● **Exercise goal**
Update these lines by replacing "Tag every instance" with "Mark each instance" throughout, leaving everything else unchanged and omitting the pictures.

** Start of Records provided **

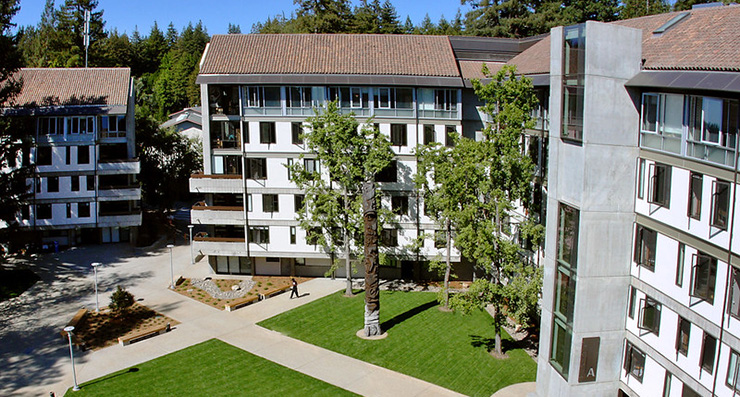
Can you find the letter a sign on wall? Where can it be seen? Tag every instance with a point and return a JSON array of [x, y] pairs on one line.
[[589, 359]]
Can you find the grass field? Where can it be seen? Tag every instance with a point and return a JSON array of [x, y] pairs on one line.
[[211, 368], [447, 349]]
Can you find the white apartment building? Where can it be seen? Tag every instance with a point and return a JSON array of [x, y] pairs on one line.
[[257, 91], [642, 282], [84, 186]]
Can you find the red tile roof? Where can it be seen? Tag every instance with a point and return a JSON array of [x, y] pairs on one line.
[[708, 39], [358, 54], [74, 86]]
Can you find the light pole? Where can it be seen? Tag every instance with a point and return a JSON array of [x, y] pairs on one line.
[[69, 330], [95, 268], [192, 260], [172, 270]]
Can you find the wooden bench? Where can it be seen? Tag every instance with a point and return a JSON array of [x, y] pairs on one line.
[[74, 322], [274, 291], [143, 334], [241, 302]]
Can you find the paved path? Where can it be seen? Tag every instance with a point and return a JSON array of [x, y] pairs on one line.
[[35, 361]]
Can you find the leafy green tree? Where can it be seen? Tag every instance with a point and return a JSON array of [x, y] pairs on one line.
[[351, 154], [641, 8], [491, 176], [14, 142]]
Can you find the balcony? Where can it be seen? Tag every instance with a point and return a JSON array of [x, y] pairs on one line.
[[200, 183], [217, 215], [123, 166]]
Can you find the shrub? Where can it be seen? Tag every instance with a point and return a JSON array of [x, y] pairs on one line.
[[121, 300]]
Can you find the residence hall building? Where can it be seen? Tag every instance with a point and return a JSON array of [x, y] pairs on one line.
[[258, 90], [641, 293], [84, 186]]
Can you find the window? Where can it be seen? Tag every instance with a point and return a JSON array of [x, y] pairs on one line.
[[43, 211], [650, 316], [641, 180], [83, 210], [695, 188], [389, 173], [259, 235], [83, 154], [43, 155], [297, 133], [399, 134], [52, 184], [440, 239], [660, 185], [267, 132], [400, 205], [733, 370], [567, 236], [270, 203], [428, 134], [704, 277], [634, 361], [682, 336], [450, 132], [679, 265], [645, 243], [389, 238], [708, 350], [720, 204], [298, 202], [256, 168], [735, 294]]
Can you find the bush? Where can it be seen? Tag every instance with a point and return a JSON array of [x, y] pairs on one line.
[[121, 300]]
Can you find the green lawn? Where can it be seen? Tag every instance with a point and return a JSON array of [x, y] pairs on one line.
[[448, 349], [211, 368]]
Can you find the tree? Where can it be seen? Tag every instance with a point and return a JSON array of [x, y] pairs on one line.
[[14, 141], [351, 154], [491, 176]]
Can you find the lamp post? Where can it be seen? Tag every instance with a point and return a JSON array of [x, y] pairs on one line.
[[95, 268], [192, 260], [69, 330], [172, 270]]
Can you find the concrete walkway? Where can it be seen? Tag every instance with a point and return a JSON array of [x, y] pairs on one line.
[[39, 362]]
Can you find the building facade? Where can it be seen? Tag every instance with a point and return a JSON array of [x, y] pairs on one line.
[[258, 90], [642, 284], [84, 186]]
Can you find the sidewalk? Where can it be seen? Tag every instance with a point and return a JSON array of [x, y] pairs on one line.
[[147, 277]]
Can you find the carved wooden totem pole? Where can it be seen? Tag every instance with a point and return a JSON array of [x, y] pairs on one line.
[[372, 294]]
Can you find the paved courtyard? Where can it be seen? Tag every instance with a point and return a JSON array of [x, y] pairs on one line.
[[35, 360]]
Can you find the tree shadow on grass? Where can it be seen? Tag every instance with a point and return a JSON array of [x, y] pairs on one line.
[[388, 324], [490, 343]]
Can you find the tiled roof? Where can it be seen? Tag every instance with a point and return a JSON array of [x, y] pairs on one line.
[[74, 86], [474, 69], [708, 39], [355, 54]]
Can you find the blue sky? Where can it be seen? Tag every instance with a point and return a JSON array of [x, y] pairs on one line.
[[126, 15]]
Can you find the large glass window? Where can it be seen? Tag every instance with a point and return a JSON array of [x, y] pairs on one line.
[[660, 185], [720, 204], [704, 277]]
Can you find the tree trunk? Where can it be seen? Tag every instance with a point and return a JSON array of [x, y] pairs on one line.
[[372, 294], [448, 231], [347, 264]]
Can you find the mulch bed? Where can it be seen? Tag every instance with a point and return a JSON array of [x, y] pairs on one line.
[[263, 283], [99, 330]]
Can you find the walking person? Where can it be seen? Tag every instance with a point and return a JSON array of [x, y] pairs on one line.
[[295, 288]]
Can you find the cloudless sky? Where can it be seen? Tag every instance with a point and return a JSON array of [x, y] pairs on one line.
[[127, 15]]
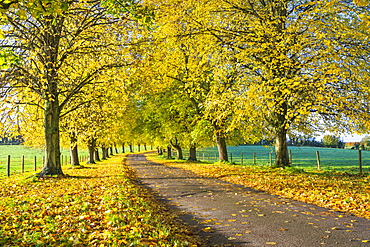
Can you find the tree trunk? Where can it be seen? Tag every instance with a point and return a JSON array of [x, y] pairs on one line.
[[169, 152], [192, 153], [91, 147], [96, 154], [104, 153], [221, 146], [52, 139], [74, 150], [281, 148], [176, 145]]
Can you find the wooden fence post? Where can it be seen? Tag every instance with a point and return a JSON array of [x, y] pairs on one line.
[[8, 166], [270, 158], [22, 163], [360, 160], [318, 160]]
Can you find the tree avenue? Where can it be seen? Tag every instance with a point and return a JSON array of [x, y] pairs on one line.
[[227, 71], [47, 37]]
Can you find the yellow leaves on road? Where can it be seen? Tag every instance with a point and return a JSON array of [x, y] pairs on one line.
[[335, 191]]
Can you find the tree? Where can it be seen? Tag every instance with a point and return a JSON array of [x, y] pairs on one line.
[[302, 61], [331, 141], [45, 36]]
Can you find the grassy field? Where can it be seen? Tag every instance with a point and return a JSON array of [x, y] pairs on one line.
[[17, 151], [345, 160], [335, 190], [96, 205]]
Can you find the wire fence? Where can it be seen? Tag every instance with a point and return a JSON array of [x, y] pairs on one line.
[[308, 158]]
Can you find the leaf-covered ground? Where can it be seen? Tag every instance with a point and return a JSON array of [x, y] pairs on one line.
[[337, 191], [96, 206]]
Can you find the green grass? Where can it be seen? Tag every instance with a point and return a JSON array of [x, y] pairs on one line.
[[17, 151], [343, 160]]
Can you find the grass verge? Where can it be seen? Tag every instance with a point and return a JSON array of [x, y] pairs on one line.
[[98, 205], [338, 191]]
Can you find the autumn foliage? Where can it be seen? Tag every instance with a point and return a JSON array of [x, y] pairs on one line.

** End of Records provided **

● **Result of the task**
Can you find the letter a sign on wall? Where can it be seen? Mark each instance with a point and return a JSON array of [x, y] pairs on one line.
[[589, 359]]
Can you find the grass field? Where can it be seen? Mark each instance with a point and return a JSON array of [x, y] pairs on one line.
[[211, 368], [447, 349]]
Can you find the white apartment building? Where can it be seen? Mark each instance with a point and return a JSON array of [x, y] pairs on one line.
[[257, 91], [642, 282], [84, 186]]
Can you find the red tile roof? Where can it be seen? Mark each instance with a point and return a JSON array of [x, y] pairs on one line.
[[708, 39], [358, 54], [74, 86]]
Can you find the light pole? Where can it be seen? Mark each instance with a point and return a JSON array of [x, y] pairs on one line.
[[69, 330], [95, 268], [192, 260], [172, 270]]
Can you find the wooden bench? Where can it be seen? Mark each instance with a point and return a JSON array of [x, y] pairs on one line.
[[74, 322], [274, 291], [143, 334], [241, 302]]
Can you find the paved path? Where can it be seen? Mark each instance with a point and return a JSON array of [x, y] pairs on one line.
[[35, 361]]
Can you find the leafy green tree? Where can it be seen? Mark each instance with a point and return a JSON array of [x, y] pairs on one line.
[[351, 154], [641, 8], [491, 176], [14, 142]]
Can you find the balcony? Where can it be seen? Mark each instance with a point and return a JSON array of [x, y] pairs on one line.
[[200, 183], [217, 215], [123, 166]]
Can you find the shrub? Where can it be seen? Mark each instance with a point and return a JSON array of [x, y] pairs on one line.
[[121, 300]]
Can you find the residence hall building? Where can it be seen? Mark each instance with a point and return a JSON array of [x, y] pairs on one line.
[[258, 90], [641, 293], [84, 186]]
Can you find the window? Where can it be seen? Mark each instance with a point and return a JSON array of [x, y] pairs on one line.
[[43, 211], [650, 316], [641, 180], [83, 210], [695, 188], [389, 173], [259, 235], [83, 154], [43, 155], [297, 133], [399, 134], [52, 184], [440, 239], [660, 185], [267, 132], [400, 205], [733, 370], [567, 236], [270, 203], [428, 134], [704, 277], [634, 361], [682, 336], [450, 132], [679, 265], [645, 243], [389, 238], [708, 350], [720, 204], [298, 202], [256, 168], [735, 294]]
Can you find the bush? Where can it be seen? Mark each instance with a point and return a JSON array of [x, y] pairs on one line.
[[121, 300]]
Can you find the green lawn? Where can it be seen? Mark each instance with a point and return a JSON array of [x, y] pairs on one line.
[[448, 349], [211, 368]]
Can you find the tree? Where can it be seen? Mark each instance with a point and return a JSON array of [x, y] pairs on one line.
[[14, 141], [351, 154], [491, 176]]
Can you find the lamp post? Where can it be seen? Mark each instance with a point and return a JSON array of [x, y] pairs on one line.
[[95, 268], [192, 260], [69, 330], [172, 270]]
Can you find the concrete walkway? Where can it be seen? Mark each instance with a point and return a JSON array of [x, y] pairs on one line.
[[39, 362]]
Can you find the building facade? Where can it be seen? Mark each instance with a point and return a JSON array of [x, y] pairs on one line.
[[258, 90], [642, 284], [84, 186]]
Can you find the sidewalk? Where can it be seen? Mark each instance with a point and return a JSON array of [x, y] pairs on one line.
[[147, 277]]
Can you find the carved wooden totem pole? Where can it be seen? Mark each instance with a point and return a JSON array of [x, y] pairs on one line.
[[372, 294]]
Can you find the paved courtyard? Where can it be seen? Mark each instance with a point and return a JSON array of [x, y] pairs on one line.
[[35, 360]]
Can you find the tree shadow on grass? Where can it be seen? Mark each instance with a point and return a JSON array of [x, y] pairs on one line.
[[388, 324], [490, 343]]
Can you find the tiled roof? Where can it be seen? Mark each instance with a point and return a JSON array of [x, y] pairs on one line.
[[74, 86], [474, 69], [708, 39], [355, 54]]
Can you find the blue sky? Where can it be seen? Mark each instance with a point and return a JSON array of [x, y] pairs on one line.
[[126, 15]]
Can you find the large glass window? Where can it be seen? Mark each instance with a point and return a JSON array of [x, y] pairs on one line.
[[660, 185], [720, 204], [704, 277]]
Can you find the tree trunk? Where can it be seen? Mark each instance with a point and return a JSON array of [x, y] pairs on one line.
[[372, 294], [448, 231], [347, 264]]
Can you find the mulch bed? Where can it be seen? Mark each instance with a point and return a JSON array of [x, y] pairs on one line.
[[263, 283], [99, 330]]
Can you find the walking person? Where can it be seen? Mark each instance with a point and return a JSON array of [x, y] pairs on one line.
[[295, 288]]
Can you find the cloudless sky? Where can it be seen? Mark each instance with a point and return a JSON array of [x, y] pairs on one line.
[[127, 15]]
Can you find the tree trunk? Where can it be seen? Mark each instance with a point and return a JSON array of [x, y] pairs on one line.
[[169, 152], [192, 153], [91, 147], [96, 154], [104, 153], [221, 146], [52, 139], [74, 150], [281, 148], [176, 145]]
Can you find the wooden fence post? Where can it be seen? Mark each instance with a point and return a JSON array of [x, y] pairs on one line.
[[8, 166], [270, 158], [22, 163], [360, 160], [318, 160]]
Can you find the tree avenue? Where can it be seen? Mark each instance with a point and return a JSON array of [x, y] pairs on one line.
[[227, 71], [47, 37]]
Can you find the yellow leaves on road? Where can it be seen? Mark each instance with a point and return a JSON array of [x, y] pairs on one line.
[[335, 191]]
Can you find the tree? Where can it be seen? Mark each instance with a point and return a JSON array of [x, y] pairs on one line.
[[302, 61], [331, 141], [45, 36]]
Can you find the grassy field? Where can it be seen? Mark each instance with a point and return a JSON array of [x, y] pairs on one line.
[[17, 151], [345, 160], [335, 190], [96, 205]]
Can you find the wire fence? Where can it be seen? Mark each instance with a point and return a JSON array of [x, y] pairs on one line.
[[308, 158]]
Can you find the leaf-covered ground? Where can it be seen? Mark each instance with a point and return a JSON array of [x, y] pairs on one line.
[[337, 191], [96, 206]]
Can you find the green grass? Where can it be seen? Mark each instance with a point and return a JSON array of [x, y] pairs on one line.
[[17, 151], [343, 160]]
Can you find the grass verge? Where can it be seen? Mark each instance with a point and return a JSON array of [x, y] pairs on one line.
[[98, 205], [338, 191]]
Can you find the autumn foliage? Where can it be seen? Mark each instance with a point and return a JSON array of [x, y] pairs on one line.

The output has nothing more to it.